TEXT UNDER STUDY =>
Segment Open

Hospital prices show ‘mind-boggling’ variation across U.S. driving up health care costs

The prices hospitals negotiate with health insurance companies vary enormously within and across geographic regions in the United States, according to a new study coauthored by a Yale economist.

For example, the study shows that in 2011 hospital prices for lower-limb MRIs were 12 times higher in the most expensive region of the United States (Bronx, New York) than in the cheapest region (Baltimore, Maryland) and could vary by up to a factor of 9 within the same city (e.g., Miami, Florida). The study also finds that the level of hospital prices within regions is the primary driver of variation in health care spending for the privately insured. Moreover, the research reveals that hospitals in monopoly markets have prices that are 15% higher than those in markets with four or more providers, even after controlling for differences in cost and clinical quality.

The study provides the most comprehensive and detailed analysis of private health care spending in the United States and examines the real prices hospitals negotiate with private insurers for medical services. It analyzes newly released data on spending and utilization for nearly 30% of all individuals in the country with employer-sponsored coverage, encompassing 92 billion health insurance claims from 88 million people covered by three of the nation’s largest insurance companies: Aetna, Humana, and UnitedHealth.

Segment Closed

Point-per-instance localization data:
Segment Open

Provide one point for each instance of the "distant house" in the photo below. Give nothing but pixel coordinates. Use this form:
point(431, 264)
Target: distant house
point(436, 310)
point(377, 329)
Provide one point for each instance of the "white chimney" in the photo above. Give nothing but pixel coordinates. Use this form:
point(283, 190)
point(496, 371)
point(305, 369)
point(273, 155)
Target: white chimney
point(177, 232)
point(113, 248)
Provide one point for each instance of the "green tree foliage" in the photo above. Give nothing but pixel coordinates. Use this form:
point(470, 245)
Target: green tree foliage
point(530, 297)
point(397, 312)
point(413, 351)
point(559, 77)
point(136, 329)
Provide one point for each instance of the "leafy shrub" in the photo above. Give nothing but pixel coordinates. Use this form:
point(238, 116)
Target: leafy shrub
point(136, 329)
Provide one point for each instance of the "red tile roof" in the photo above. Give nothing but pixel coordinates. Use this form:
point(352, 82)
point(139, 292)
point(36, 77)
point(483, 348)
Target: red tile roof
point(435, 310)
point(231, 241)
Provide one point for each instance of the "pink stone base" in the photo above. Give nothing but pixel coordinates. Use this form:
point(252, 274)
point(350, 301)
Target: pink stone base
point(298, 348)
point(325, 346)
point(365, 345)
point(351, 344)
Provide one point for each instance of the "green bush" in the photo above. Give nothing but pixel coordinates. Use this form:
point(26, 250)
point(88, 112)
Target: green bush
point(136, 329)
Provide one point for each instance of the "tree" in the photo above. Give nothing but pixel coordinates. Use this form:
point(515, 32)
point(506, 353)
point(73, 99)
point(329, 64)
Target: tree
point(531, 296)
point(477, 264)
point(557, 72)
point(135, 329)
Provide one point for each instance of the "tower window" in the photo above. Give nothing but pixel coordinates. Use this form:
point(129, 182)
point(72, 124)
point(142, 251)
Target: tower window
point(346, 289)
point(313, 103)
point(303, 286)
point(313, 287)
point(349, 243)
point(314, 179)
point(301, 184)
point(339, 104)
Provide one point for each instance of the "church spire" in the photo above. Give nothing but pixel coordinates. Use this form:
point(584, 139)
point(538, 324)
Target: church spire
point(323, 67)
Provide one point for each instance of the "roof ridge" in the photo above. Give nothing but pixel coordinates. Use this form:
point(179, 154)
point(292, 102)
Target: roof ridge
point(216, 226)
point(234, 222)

Segment Closed

ASSIGNED TASK 1 => Revise the part of the hospital prices article that opens with the words "For example, the" and closes with "and clinical quality.", replacing "monopoly markets" with "single-hospital markets".
ASSIGNED TASK 2 => According to the hospital prices article, how many health insurance claims did the analyzed data encompass?
ASSIGNED TASK 3 => Proceed with the hospital prices article from the point at which it stops.
These items bear no relation to the hospital prices article.

EXPECTED OUTPUT 1 =>
For example, the study shows that in 2011 hospital prices for lower-limb MRIs were 12 times higher in the most expensive region of the United States (Bronx, New York) than in the cheapest region (Baltimore, Maryland) and could vary by up to a factor of 9 within the same city (e.g., Miami, Florida). The study also finds that the level of hospital prices within regions is the primary driver of variation in health care spending for the privately insured. Moreover, the research reveals that hospitals in single-hospital markets have prices that are 15% higher than those in markets with four or more providers, even after controlling for differences in cost and clinical quality.

EXPECTED OUTPUT 2 => 92 billion claims.

EXPECTED OUTPUT 3 =>
“Virtually everything we know about health spending and most of the basis for federal health policy comes from the analysis of Medicare data,” says Zack Cooper, assistant professor of health policy and economics at Yale University, one of the study’s authors. “The rub is that Medicare only covers 16% of the population. The majority of individuals — 60% of the U.S. population — receive health care coverage from private insurers. This new dataset really allows us to understand what influences health spending for the majority of Americans. This information is critical to creating better public policy.”

The study finds that total health care spending on the privately insured varies tremendously across the country. Total spending was three times greater in the most expensive health market than in the cheapest. Crucially, say the researchers, spending patterns for the privately insured do not look like those for Medicare: There is an extremely low correlation (14%) between spending on Medicare beneficiaries and spending on the privately insured. For example, in 2011 Grand Junction, Colorado, had the third-lowest Medicare spending per beneficiary among the nation’s 306 hospital markets, but the ninth highest inpatient prices and the 43rd highest spending per privately insured beneficiary.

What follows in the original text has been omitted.